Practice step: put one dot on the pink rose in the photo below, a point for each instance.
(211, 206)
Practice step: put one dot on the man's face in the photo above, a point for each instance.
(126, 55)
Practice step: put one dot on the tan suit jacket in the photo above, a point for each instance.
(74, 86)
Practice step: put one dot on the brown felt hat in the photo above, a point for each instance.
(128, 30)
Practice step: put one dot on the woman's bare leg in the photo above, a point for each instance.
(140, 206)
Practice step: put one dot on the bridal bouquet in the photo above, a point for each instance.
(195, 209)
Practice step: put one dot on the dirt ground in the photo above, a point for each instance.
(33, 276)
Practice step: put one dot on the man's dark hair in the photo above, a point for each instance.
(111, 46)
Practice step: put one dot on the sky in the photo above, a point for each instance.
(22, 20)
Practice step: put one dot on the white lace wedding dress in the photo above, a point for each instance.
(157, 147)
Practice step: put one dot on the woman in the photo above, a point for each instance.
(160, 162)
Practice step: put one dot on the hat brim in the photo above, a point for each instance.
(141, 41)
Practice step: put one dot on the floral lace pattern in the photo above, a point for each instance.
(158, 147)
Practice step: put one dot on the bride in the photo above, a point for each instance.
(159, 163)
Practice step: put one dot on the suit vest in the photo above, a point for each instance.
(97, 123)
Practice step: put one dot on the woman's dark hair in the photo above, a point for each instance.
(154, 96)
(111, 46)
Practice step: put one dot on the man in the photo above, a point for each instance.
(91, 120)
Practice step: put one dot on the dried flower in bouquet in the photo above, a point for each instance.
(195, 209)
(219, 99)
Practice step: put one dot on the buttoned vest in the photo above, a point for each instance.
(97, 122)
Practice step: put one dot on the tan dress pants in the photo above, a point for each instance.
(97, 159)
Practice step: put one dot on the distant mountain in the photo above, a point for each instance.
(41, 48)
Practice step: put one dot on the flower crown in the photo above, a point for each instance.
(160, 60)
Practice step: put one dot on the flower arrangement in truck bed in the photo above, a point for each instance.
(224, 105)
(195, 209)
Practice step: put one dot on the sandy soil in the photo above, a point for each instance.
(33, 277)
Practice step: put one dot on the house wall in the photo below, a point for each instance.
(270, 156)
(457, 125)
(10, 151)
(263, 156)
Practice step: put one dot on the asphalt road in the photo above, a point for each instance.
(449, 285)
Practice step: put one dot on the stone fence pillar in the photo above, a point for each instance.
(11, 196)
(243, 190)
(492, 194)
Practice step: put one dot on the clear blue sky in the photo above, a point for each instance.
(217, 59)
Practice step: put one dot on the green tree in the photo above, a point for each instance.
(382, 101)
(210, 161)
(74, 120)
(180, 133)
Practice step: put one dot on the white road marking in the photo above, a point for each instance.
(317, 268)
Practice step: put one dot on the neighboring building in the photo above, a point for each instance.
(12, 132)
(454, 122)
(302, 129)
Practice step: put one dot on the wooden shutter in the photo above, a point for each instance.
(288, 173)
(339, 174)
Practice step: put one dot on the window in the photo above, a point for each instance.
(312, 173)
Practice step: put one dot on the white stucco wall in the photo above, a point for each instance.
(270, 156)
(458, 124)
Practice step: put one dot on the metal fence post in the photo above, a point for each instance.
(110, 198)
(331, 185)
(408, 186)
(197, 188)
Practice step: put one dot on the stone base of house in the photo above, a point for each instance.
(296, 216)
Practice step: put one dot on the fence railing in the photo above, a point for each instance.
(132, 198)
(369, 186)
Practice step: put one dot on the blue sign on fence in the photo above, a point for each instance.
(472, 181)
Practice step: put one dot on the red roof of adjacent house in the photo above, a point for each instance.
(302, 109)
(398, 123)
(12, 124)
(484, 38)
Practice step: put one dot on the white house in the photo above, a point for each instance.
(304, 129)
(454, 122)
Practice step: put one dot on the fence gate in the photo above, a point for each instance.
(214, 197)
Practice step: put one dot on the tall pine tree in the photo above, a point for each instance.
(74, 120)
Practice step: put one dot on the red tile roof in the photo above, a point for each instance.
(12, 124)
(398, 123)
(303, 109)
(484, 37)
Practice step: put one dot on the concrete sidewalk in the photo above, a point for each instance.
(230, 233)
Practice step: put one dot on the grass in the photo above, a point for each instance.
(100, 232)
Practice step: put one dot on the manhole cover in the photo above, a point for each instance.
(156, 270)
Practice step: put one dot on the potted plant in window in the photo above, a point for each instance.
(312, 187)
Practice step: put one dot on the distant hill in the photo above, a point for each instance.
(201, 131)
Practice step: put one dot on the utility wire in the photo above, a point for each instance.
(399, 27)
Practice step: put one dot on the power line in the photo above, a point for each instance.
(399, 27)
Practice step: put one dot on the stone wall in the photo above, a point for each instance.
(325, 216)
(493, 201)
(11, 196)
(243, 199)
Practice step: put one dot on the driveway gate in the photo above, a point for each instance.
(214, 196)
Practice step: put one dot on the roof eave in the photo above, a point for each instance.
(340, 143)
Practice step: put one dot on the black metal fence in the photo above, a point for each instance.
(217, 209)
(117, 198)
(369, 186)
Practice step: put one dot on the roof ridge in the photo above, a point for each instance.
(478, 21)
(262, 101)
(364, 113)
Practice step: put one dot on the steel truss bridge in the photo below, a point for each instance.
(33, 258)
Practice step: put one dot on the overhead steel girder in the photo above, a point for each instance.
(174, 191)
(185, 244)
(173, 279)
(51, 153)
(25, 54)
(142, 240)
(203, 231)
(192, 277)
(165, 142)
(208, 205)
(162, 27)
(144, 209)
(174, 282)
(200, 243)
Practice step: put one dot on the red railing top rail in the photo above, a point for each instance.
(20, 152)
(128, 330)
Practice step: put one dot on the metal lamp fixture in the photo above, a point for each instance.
· · ·
▸ TASK
Copy all of the entries above word for word, changing nothing in any line.

▸ EXPECTED OUTPUT
Practice step: put one dot on the pink rose in the photo below, a point for each instance.
(211, 206)
Practice step: put one dot on the man's face in the photo above, a point for each instance.
(126, 55)
Practice step: put one dot on the tan suit jacket in the photo above, a point for each instance.
(74, 86)
Practice step: put one dot on the brown felt hat in the photo above, a point for each instance.
(128, 30)
Practice step: put one dot on the woman's bare leg in the photo above, a point for each instance.
(140, 206)
Practice step: put one dot on the bridal bouquet in the photo above, a point for each instance.
(195, 209)
Practice step: put one dot on the dirt ground in the photo above, a point for each instance.
(33, 276)
Practice step: put one dot on the man's dark hair in the photo above, a point for each instance.
(111, 46)
Practice step: put one dot on the sky in the photo above, a point for each instance.
(22, 20)
Practice step: put one dot on the white lace wedding dress in the photo above, a point for each instance.
(157, 147)
Practice step: put one dot on the woman in the photo above, a point for each instance.
(160, 162)
Practice step: put one dot on the hat brim in the photo above, a point for each instance.
(141, 41)
Practice step: put one dot on the floral lace pattern in the photo above, a point for each instance.
(158, 147)
Practice step: put one dot on the bride in the photo above, a point for each instance.
(159, 163)
Practice step: put one dot on the suit vest in the photo above, a point for each instance.
(97, 123)
Practice step: put one dot on the woman's dark hair in the photo above, a point for each instance.
(154, 96)
(111, 46)
Practice step: put one dot on the man in the photo above, a point for each instance.
(91, 120)
Practice step: put one dot on the dried flower in bouquet in the photo above, a point for each instance.
(195, 209)
(219, 99)
Practice step: put one dot on the buttoned vest in the photo above, a point for each instance.
(97, 122)
Practice step: put one dot on the tan dress pants in the photo above, a point for each instance.
(97, 159)
Practice step: put one dot on the distant mountain in the photo above, a point for each instance.
(41, 48)
Practice step: put one dot on the flower crown in the photo above, a point for each instance.
(160, 60)
Practice step: put one dot on the flower arrangement in truck bed in the photo above, a point for each instance.
(224, 105)
(195, 209)
Practice step: put one dot on the sandy soil in the photo above, a point for each instance.
(33, 277)
Practice step: put one dot on the house wall in the photo below, a point for each instance.
(270, 156)
(457, 125)
(10, 151)
(263, 156)
Practice step: put one dot on the asphalt road in the photo above, a point for each instance.
(449, 285)
Practice step: put one dot on the stone fence pillar in the photo above, a point for each instance.
(11, 196)
(243, 190)
(492, 194)
Practice step: put one dot on the clear blue sky in the photo above, a point for each instance.
(217, 59)
Practice step: put one dot on the green tree in the photo above, a point for each instance.
(382, 101)
(210, 161)
(74, 120)
(180, 133)
Practice step: put one dot on the white road marking in the photo above, a point for each instance.
(317, 268)
Practice step: put one dot on the neighboring building in the photo above, a point for each instance.
(12, 132)
(454, 122)
(302, 129)
Practice step: put one dot on the wooden shutter in the photo above, a point for each instance.
(288, 173)
(339, 174)
Practice step: put one dot on the window in the photo above, a point for each instance.
(312, 173)
Practice step: put one dot on the white stucco wall in the photo above, a point for each instance.
(270, 156)
(458, 124)
Practice step: put one dot on the metal fence post in the photo above, a point for each instance.
(110, 198)
(331, 185)
(408, 186)
(197, 188)
Practice step: put one dot on the stone base of house in the photo above, a point for each instance.
(296, 216)
Practice step: put one dot on the fence railing in the photo above, a point for each instance.
(132, 198)
(369, 186)
Practice step: put one dot on the blue sign on fence in the photo above, a point for each instance.
(472, 181)
Practice step: put one dot on the red roof of adjacent house in the photo above, a point for each instance.
(302, 109)
(398, 123)
(12, 124)
(484, 38)
Practice step: put one dot on the white house in the photo above, a point for each instance.
(304, 129)
(454, 122)
Practice step: put one dot on the fence gate in the photo above, a point for each instance.
(214, 197)
Practice step: put one dot on the tall pine tree in the photo above, a point for each instance.
(74, 120)
Practice step: put one dot on the red tile roof in the photo above, a point for each instance.
(12, 124)
(398, 123)
(303, 109)
(484, 37)
Practice step: put one dot on the concrete sidewalk in the photo above, a point for each instance.
(230, 233)
Practice step: put one dot on the grass in the photo above, a point for each instance.
(100, 232)
Practice step: put one dot on the manhole cover in the photo above, a point for each instance.
(156, 270)
Practice step: put one dot on the potted plant in window in the photo above, a point for each instance.
(312, 187)
Practice step: put one dot on the distant hill in the photo above, a point for each instance.
(201, 131)
Practice step: put one dot on the utility wire in the photo above, a point for each instance.
(399, 27)
Practice step: put one dot on the power line in the photo above, a point for each instance.
(399, 27)
Practice step: put one dot on the stone wall in the photo above, a point for each instance.
(325, 216)
(493, 201)
(11, 196)
(243, 199)
Practice step: put one dot on the driveway gate in the photo above, a point for each instance.
(214, 196)
Practice step: put one dot on the roof eave in the photo above, a point for each instance.
(340, 143)
Practice step: put one dot on the black metal fence in the photo above, a point for each instance.
(217, 209)
(117, 198)
(369, 186)
Practice step: put one dot on the roof ridge in the photo above, a point for each instance.
(478, 21)
(262, 101)
(364, 113)
Practice step: put one dot on the steel truss bridge in the photo below, a point for each instance.
(33, 258)
Practice step: put one dot on the overhead steel girder in the photo above, a point for each instance.
(174, 191)
(185, 244)
(173, 279)
(51, 153)
(25, 54)
(142, 240)
(203, 231)
(192, 277)
(165, 142)
(208, 205)
(162, 27)
(144, 209)
(174, 282)
(200, 243)
Practice step: put one dot on the red railing top rail in the photo above, a point for each instance.
(20, 152)
(128, 330)
Practice step: put one dot on the metal lamp fixture in the photo above, a point for each instance.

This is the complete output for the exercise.